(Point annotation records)
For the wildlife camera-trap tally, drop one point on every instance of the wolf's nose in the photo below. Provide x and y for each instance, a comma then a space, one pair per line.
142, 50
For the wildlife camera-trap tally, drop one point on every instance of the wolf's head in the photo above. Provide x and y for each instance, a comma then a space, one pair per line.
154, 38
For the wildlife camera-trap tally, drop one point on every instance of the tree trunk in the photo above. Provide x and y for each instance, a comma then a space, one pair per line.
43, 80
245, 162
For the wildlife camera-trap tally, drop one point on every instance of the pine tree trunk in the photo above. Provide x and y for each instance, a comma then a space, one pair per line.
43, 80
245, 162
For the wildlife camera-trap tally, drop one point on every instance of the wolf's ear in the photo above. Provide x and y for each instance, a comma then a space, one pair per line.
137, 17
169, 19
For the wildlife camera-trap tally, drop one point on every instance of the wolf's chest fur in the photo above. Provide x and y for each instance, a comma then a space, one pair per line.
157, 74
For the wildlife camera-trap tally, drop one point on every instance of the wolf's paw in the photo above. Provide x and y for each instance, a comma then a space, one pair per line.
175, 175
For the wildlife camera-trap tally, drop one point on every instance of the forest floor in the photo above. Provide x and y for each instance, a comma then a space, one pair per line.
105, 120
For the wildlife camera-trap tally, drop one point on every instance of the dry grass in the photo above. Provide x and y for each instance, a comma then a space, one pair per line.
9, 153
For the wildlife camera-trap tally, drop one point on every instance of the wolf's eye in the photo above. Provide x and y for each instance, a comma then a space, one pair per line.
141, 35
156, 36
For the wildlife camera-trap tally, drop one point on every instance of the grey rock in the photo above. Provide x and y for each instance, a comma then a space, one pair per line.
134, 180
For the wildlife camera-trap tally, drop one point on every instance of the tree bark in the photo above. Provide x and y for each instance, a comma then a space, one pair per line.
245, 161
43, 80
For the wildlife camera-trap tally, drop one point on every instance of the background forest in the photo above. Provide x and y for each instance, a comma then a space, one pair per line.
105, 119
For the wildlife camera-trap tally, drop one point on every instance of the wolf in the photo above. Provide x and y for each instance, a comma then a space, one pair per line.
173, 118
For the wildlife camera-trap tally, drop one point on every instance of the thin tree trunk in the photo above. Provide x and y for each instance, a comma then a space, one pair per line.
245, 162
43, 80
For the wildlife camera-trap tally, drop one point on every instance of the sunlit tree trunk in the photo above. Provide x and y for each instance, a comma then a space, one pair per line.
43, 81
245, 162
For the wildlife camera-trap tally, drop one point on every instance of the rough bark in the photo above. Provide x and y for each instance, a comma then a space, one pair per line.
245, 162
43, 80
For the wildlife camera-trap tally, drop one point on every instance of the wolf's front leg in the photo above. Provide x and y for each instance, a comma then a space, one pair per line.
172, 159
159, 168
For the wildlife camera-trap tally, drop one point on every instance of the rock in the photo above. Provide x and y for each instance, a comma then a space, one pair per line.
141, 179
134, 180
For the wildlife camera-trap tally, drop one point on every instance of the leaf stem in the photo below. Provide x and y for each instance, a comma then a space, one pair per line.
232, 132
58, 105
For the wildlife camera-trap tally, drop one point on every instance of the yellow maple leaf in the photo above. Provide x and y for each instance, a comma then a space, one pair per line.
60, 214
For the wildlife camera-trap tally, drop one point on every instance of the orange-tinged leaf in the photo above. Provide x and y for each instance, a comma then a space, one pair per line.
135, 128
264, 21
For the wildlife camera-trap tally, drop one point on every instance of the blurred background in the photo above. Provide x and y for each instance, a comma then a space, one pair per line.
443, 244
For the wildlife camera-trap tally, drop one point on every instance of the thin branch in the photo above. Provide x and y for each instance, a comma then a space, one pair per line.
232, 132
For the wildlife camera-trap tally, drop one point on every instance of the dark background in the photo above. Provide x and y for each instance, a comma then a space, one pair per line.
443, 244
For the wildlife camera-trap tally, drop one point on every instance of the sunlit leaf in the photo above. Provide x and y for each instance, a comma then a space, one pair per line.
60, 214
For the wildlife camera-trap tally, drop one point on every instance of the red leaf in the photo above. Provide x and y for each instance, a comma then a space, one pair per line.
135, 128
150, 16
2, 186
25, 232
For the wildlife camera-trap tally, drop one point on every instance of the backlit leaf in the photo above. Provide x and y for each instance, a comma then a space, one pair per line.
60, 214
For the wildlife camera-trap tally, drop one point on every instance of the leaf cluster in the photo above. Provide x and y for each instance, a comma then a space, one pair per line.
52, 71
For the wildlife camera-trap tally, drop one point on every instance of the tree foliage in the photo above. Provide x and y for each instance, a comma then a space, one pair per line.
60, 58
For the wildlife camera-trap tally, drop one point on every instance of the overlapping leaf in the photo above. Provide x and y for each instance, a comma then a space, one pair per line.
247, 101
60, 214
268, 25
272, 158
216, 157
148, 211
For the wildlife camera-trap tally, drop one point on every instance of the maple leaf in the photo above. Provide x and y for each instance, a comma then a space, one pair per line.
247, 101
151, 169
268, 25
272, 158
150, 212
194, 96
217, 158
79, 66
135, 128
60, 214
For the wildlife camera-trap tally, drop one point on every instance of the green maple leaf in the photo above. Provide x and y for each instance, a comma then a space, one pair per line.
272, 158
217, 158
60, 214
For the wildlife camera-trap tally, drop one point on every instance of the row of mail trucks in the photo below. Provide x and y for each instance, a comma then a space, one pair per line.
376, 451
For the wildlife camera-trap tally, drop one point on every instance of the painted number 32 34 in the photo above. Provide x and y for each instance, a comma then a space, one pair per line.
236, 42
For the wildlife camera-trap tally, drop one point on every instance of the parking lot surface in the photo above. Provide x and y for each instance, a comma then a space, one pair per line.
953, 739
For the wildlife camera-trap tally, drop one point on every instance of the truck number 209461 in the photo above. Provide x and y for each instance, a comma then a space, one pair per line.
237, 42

Request
Transcribe all of the entries without altering anything.

Response
For the wildlife camera-trap tally, drop one point on every instance of the wolf's nose in the photo below. Provide x and y for each instance, a comma then a space, one pair per line.
142, 50
For the wildlife camera-trap tally, drop one point on every instance of the wolf's head in the photo above. Provide x and y for each instance, a comma then a space, one pair per line.
154, 38
For the wildlife camera-trap tally, drop one point on every instance of the tree trunk in the photo above. Provide x and y for each instance, a comma then a space, one pair per line.
43, 80
245, 162
For the wildlife camera-trap tally, drop one point on every instance of the pine tree trunk in the photo above. Provide x and y for each instance, a comma then a space, one pair per line.
43, 80
245, 162
For the wildlife camera-trap tally, drop one point on every instance of the wolf's ear in the photo above. Provide x and y for each instance, a comma then a space, one pair per line.
137, 17
169, 19
For the wildlife camera-trap tally, drop one point on every instance of the wolf's chest fur in the photo above. Provide x and y for each instance, a comma then a space, one pair per line.
157, 74
For the wildlife camera-trap tally, drop one point on every instance of the wolf's paw in the photo above. Provide x and y for each instance, a comma then a space, one pair per line.
175, 175
For the wildlife camera-trap tally, drop one point on every instance of the forest floor in the photo above. Provide x and y for each instance, a comma then a space, one pair per line.
105, 120
For the wildlife camera-trap tally, drop one point on every instance of the dry grass in the photo above. Provide x and y for each instance, a comma then a space, one pair per line.
9, 153
For the wildlife camera-trap tally, drop one point on every instance of the wolf's eye in the photo above. Provide x and y for each instance, a comma then a space, one pair per line.
141, 35
156, 36
For the wildlife camera-trap tally, drop one point on every instance of the grey rock in the photo above. Provide x and y for each instance, a comma then a space, one pair per line.
134, 180
For the wildlife camera-trap tally, drop one point on every instance of the tree bark in the photo above. Provide x and y for each instance, a comma then a space, one pair per line.
245, 161
43, 80
For the wildlife camera-trap tally, drop one point on every instance of the background forest in the photo above. Provide x and y for each instance, a comma then a space, one pair per line.
105, 119
For the wildlife camera-trap tally, drop one point on every instance of the wolf in the photo above. Provide x and y for each instance, a comma then a space, one pair per line.
173, 118
For the wildlife camera-trap tally, drop one point on every instance of the thin tree trunk in the photo above. Provide x and y for each instance, a comma then a space, one pair per line.
245, 162
43, 80
For the wildlife camera-trap tally, drop one point on every instance of the sunlit tree trunk in the photo above. Provide x and y for each instance, a comma then a space, one pair per line.
43, 81
245, 162
For the wildlife camera-trap tally, drop one point on every instance of the rough bark in the photo above. Provide x and y for each instance, a comma then a space, one pair per line.
245, 162
43, 80
For the wildlife camera-trap tally, drop one point on every instance of the wolf's front leg in the photo above. Provide x and y for each instance, a comma then a space, one pair per line.
172, 159
159, 168
For the wildlife camera-trap tally, drop one point on every instance of the rock in the photo above. Provide x and y for each instance, a comma then a space, one pair per line.
141, 179
134, 180
For the wildlife camera-trap tally, drop one point on every instance of the leaf stem in the photo below. Provide x and y for each instance, a comma then a space, one pair per line.
232, 132
58, 105
For the wildlife camera-trap tally, drop one point on every instance of the yellow maple leaf in the photo above. Provide x and y for each instance, a comma then a space, one pair per line.
60, 214
For the wildlife camera-trap tally, drop one point on every instance of the orange-tinged leaf in the photo above. Provide x and y for each instance, a comma then a space, one pair per line.
135, 128
264, 21
For the wildlife camera-trap tally, drop one point on every instance of the blurred background in the photo above. Provide x and y for each instance, a comma then a space, one pair per line.
443, 244
For the wildlife camera-trap tally, drop one point on every instance of the thin branch in the photo above. Provide x and y for each instance, a comma then a space, one pair per line.
232, 132
For the wildlife camera-trap tally, drop one point on every instance of the dark background in the photo above. Provide x and y for each instance, a comma then a space, one pair per line.
443, 244
For the wildlife camera-trap tally, drop one point on every instance of the sunlit leaf in the photo above. Provide x and y for each instance, a comma then a space, one pair per line.
60, 214
For the wildlife camera-trap tally, drop one point on every instance of the red leaf in the photo above. Provide x and y for each instance, a comma then a space, one pair per line.
135, 128
150, 16
2, 186
25, 232
For the wildlife camera-trap tally, drop one point on every instance of the backlit leaf in the photo above. Provide x and y for each instance, a comma then a space, one pair per line.
60, 214
For the wildlife camera-trap tally, drop one point on every instance of the leaf cluster in the photo above. Provide x and y for each instance, a comma then a space, one pair per line.
52, 71
For the wildlife camera-trap tally, drop one point on every instance of the tree foliage in the photo above. Provide x and y for each instance, a comma then a space, one pair per line.
60, 58
For the wildlife camera-trap tally, drop one point on every instance of the overlapping leaf in the photo above. Provide x and y for each instance, a comma then a space, one pair per line.
247, 101
60, 214
268, 25
272, 158
216, 157
148, 211
For the wildlife camera-trap tally, drop one point on every instance of the maple leaf in the photo above. Provide x and y for each instance, a comma then a space, one pair per line.
247, 101
151, 169
268, 25
272, 158
150, 212
194, 96
217, 158
79, 66
135, 128
60, 214
For the wildlife camera-trap tally, drop one point on every instance of the green maple leaf in the photo above. Provide x and y for each instance, a comma then a space, one pair per line.
272, 158
217, 158
60, 214
For the wildlife camera-trap tally, drop one point on every instance of the row of mail trucks in the photo below. Provide x and y for each instance, a comma then a space, one pair per line.
376, 451
For the wildlife camera-trap tally, drop one point on every instance of the painted number 32 34 in the photo above. Provide x and y for each instance, a comma then a space, one pair per line.
236, 42
For the wildlife camera-trap tally, drop one point on every instance of the parking lot surface in the photo above. Provide x and y for each instance, a comma then a space, one pair per line.
953, 739
For the wildlife camera-trap tally, drop one point on every instance of the truck number 209461 in the photo above. Provide x and y for each instance, a comma then a space, one pair per line.
237, 42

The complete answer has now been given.